Where in the listing does the string "trunk" appear? Copy every line that holds it.

====

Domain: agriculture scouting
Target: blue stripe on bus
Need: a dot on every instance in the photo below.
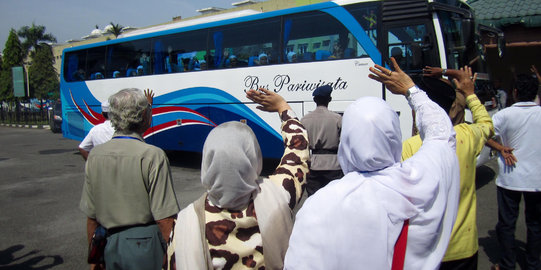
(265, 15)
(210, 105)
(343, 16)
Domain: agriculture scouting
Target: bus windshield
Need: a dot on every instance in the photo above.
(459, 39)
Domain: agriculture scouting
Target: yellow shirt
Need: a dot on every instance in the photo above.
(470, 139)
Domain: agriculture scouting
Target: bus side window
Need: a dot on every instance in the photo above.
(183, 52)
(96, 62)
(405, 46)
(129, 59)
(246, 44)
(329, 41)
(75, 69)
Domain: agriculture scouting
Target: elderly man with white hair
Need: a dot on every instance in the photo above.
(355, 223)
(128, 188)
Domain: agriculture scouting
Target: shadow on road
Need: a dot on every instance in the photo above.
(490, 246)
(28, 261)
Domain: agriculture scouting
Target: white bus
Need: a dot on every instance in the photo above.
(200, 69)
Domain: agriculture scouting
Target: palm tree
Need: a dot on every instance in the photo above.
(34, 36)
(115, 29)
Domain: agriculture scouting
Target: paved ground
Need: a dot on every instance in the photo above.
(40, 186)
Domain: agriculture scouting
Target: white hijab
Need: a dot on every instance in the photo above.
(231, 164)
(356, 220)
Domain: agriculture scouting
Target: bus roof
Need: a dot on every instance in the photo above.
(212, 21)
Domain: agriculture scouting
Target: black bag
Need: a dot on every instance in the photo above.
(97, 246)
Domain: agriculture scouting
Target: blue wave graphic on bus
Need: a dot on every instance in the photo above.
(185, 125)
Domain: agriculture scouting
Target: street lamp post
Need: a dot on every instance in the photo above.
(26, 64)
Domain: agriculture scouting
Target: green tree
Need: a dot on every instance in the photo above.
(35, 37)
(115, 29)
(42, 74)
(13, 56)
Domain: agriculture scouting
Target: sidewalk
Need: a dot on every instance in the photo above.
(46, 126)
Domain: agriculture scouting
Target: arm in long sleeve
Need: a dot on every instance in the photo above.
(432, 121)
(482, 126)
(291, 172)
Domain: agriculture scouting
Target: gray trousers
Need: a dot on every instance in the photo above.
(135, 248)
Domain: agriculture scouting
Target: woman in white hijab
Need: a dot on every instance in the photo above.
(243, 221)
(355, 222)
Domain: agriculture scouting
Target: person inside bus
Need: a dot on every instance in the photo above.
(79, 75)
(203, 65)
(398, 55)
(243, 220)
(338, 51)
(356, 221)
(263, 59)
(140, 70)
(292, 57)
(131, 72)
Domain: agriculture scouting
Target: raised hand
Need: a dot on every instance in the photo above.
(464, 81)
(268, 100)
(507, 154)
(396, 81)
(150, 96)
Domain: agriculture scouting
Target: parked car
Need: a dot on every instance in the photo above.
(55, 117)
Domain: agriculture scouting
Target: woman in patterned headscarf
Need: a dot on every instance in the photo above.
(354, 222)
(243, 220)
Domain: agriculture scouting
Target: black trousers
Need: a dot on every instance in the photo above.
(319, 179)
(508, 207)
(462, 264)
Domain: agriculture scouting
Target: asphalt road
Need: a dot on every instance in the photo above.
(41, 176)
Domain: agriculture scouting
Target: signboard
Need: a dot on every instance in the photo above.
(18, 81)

====

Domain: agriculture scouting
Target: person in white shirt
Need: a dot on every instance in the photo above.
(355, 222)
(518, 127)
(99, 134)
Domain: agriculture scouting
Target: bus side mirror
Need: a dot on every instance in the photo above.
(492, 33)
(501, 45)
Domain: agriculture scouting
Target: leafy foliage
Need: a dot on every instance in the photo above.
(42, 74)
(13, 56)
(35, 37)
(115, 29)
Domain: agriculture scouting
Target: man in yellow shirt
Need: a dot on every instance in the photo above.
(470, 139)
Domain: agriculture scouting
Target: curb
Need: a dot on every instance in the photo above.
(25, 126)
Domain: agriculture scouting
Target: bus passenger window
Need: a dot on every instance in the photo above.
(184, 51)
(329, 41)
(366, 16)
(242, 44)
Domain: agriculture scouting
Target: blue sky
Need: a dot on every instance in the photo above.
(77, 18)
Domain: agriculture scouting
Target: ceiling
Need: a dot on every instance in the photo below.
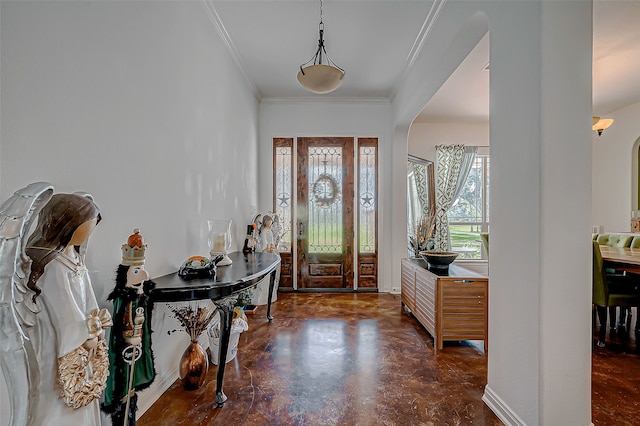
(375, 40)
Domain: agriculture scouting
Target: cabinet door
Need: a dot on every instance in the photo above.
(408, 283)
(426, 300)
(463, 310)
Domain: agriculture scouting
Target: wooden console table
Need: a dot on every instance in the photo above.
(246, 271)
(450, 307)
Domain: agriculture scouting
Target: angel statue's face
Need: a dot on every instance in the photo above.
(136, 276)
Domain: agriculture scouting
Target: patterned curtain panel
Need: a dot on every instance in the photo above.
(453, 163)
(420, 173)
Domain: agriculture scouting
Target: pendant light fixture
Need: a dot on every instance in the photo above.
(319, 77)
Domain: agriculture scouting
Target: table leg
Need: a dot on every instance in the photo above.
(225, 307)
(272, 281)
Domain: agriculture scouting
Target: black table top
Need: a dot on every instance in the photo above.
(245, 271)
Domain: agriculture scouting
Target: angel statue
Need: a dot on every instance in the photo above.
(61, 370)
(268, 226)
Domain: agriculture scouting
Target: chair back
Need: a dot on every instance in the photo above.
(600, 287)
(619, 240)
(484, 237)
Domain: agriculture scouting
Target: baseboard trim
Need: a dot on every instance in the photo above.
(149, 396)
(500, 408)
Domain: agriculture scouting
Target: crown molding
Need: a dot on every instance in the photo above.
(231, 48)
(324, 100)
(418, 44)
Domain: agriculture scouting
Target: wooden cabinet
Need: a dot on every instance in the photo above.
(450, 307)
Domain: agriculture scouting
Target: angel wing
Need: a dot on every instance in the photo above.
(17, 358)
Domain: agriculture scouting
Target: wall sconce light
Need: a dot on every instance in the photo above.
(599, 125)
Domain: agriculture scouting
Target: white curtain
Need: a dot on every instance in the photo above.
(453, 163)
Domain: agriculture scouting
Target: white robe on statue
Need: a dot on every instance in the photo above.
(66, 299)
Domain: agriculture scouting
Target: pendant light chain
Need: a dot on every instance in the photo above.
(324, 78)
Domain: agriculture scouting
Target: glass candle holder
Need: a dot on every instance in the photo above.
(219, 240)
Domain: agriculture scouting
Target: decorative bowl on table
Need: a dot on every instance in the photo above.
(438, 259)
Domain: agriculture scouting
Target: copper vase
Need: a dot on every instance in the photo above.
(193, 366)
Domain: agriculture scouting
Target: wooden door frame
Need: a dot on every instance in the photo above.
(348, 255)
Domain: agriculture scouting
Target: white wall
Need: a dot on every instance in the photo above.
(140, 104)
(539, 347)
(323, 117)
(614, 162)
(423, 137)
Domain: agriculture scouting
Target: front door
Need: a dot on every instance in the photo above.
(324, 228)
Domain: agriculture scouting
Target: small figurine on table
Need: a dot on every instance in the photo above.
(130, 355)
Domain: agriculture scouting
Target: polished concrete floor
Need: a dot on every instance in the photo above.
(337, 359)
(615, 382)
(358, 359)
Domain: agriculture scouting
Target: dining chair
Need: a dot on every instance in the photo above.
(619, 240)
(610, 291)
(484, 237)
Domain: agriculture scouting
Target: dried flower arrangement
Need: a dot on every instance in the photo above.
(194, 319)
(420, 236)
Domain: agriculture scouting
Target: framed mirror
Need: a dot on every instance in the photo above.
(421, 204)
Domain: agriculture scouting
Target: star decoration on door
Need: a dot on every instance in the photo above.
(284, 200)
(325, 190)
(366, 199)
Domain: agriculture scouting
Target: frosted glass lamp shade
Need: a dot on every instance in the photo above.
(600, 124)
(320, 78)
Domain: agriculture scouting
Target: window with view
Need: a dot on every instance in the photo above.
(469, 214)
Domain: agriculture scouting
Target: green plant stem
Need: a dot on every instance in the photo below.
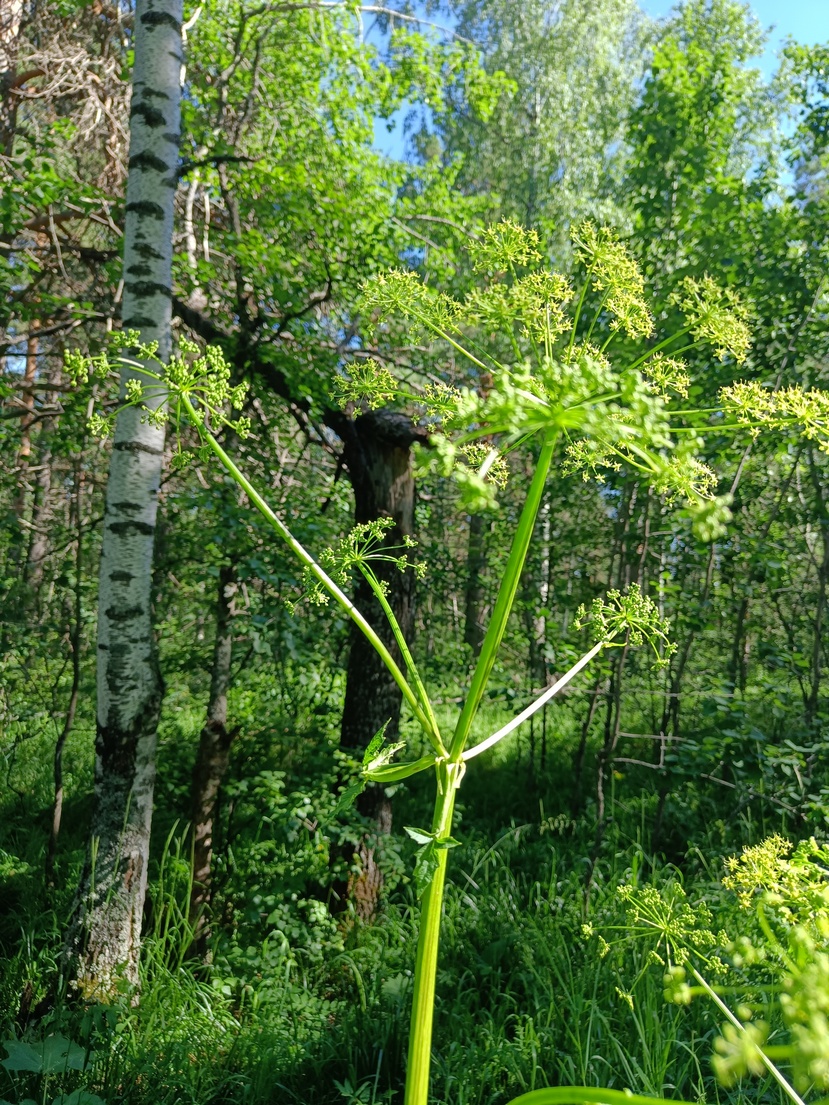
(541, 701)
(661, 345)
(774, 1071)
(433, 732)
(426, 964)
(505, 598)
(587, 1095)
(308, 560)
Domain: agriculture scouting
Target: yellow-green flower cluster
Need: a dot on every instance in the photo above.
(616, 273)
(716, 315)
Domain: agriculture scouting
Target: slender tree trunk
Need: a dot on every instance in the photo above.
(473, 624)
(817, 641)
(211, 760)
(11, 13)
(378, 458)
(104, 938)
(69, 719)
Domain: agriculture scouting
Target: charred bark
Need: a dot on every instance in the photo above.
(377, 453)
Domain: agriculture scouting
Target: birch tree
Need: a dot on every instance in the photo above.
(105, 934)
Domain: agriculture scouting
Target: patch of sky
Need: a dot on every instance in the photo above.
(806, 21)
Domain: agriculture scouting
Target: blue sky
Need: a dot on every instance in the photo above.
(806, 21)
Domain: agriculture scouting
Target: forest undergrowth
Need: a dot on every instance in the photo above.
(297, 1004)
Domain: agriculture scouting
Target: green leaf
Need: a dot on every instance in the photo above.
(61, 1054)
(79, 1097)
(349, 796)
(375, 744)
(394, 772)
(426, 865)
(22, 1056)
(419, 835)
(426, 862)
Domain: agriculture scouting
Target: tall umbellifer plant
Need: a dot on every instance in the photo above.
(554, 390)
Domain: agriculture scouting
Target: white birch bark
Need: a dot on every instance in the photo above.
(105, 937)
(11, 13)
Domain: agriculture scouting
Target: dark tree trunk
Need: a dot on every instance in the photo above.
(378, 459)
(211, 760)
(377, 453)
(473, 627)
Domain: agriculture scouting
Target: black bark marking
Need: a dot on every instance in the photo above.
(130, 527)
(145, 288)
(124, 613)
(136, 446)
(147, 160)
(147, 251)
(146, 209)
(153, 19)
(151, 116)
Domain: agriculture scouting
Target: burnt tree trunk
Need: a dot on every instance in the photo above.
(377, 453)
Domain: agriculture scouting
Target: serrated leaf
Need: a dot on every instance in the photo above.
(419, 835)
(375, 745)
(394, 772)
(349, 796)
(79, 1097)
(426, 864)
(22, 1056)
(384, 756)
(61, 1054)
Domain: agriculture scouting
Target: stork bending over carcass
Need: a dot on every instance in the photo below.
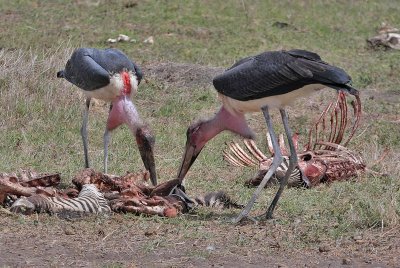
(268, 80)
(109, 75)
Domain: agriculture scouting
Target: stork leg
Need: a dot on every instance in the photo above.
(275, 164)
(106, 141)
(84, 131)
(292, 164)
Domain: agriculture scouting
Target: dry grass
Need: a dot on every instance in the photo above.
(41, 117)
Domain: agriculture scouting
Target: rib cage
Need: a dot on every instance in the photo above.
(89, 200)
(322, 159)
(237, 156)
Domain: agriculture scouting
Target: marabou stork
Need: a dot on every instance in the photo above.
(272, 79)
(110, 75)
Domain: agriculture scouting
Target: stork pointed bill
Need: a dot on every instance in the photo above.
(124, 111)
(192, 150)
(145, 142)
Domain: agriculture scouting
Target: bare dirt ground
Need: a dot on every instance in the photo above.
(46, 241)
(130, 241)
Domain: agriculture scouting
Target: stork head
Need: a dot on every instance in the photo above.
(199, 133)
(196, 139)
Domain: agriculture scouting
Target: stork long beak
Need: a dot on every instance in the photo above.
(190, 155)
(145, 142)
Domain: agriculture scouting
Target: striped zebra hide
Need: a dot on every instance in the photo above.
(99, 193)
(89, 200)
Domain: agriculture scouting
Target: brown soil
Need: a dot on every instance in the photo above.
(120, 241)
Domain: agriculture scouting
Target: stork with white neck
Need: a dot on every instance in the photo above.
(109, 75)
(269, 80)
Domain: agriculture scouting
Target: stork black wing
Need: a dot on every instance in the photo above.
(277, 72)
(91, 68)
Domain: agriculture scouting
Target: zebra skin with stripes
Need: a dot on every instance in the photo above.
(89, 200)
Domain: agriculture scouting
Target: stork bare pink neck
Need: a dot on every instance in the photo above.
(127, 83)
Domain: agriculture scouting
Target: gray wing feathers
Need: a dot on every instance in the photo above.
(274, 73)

====

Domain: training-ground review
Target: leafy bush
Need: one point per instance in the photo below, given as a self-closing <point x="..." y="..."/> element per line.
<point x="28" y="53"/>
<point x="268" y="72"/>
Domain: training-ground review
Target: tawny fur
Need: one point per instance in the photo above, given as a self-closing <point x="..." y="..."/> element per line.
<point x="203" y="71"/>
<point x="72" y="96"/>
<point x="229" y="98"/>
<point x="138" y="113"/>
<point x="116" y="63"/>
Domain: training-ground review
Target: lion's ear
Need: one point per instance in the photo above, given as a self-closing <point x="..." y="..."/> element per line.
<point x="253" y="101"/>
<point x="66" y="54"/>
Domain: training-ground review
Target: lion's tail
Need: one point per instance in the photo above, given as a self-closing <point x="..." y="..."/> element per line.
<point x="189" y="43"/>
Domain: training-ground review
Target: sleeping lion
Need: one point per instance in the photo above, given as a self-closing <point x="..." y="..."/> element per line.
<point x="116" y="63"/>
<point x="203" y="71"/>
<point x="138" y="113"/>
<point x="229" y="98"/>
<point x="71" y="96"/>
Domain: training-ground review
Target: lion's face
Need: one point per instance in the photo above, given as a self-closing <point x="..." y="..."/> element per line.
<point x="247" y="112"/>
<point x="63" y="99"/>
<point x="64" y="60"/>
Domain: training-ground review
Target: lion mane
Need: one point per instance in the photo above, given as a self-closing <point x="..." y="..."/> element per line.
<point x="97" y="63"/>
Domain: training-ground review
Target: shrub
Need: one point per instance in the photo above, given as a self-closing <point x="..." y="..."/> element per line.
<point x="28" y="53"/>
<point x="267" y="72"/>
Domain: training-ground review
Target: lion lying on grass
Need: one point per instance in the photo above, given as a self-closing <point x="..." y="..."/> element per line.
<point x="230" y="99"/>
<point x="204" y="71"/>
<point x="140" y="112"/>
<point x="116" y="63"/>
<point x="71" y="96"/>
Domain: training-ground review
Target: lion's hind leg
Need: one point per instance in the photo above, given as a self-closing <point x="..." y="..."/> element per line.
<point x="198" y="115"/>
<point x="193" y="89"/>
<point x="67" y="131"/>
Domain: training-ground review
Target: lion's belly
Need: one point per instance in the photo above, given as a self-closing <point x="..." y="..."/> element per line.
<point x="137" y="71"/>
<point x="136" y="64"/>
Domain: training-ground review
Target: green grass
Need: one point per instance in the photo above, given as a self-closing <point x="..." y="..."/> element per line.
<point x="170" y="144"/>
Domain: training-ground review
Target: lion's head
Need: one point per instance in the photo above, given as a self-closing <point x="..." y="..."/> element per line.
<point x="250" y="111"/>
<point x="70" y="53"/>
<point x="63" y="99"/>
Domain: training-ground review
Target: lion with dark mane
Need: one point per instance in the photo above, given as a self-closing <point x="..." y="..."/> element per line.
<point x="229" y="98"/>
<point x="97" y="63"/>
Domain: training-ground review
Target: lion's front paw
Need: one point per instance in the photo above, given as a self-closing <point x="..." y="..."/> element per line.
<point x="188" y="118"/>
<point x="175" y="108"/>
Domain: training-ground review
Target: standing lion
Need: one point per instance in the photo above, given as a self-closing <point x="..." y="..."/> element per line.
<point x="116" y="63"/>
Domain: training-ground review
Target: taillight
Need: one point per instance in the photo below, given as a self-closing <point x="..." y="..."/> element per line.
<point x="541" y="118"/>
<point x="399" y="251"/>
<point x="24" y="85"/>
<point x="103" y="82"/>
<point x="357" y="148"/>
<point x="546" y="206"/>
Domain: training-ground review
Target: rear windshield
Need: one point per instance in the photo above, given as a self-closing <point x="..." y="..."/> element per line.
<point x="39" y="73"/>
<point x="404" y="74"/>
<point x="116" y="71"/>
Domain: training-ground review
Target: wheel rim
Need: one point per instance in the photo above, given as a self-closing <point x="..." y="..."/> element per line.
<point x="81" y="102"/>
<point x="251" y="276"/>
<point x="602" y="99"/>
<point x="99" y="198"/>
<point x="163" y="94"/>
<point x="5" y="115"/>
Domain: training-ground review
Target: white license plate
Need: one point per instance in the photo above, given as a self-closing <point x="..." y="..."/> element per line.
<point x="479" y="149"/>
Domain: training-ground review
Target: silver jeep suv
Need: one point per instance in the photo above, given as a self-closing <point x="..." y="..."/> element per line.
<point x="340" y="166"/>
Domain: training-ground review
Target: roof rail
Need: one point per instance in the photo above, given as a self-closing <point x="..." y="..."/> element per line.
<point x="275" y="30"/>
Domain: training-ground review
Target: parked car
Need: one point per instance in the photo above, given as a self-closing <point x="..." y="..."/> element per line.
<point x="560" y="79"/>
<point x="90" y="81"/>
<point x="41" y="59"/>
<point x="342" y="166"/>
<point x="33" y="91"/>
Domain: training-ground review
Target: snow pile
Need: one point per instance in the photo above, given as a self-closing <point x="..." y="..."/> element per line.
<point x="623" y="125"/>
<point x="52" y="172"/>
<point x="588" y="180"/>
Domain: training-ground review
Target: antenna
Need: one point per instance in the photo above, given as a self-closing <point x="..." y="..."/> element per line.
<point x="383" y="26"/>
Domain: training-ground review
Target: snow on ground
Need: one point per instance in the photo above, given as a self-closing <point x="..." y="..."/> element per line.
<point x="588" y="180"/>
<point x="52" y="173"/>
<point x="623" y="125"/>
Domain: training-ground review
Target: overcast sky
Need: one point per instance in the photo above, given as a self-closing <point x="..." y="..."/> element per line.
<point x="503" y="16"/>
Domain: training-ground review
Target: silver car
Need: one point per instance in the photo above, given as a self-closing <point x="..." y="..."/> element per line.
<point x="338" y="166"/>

====

● Result:
Target: slender tree trunk
Target: dark tree trunk
Target: burnt tree trunk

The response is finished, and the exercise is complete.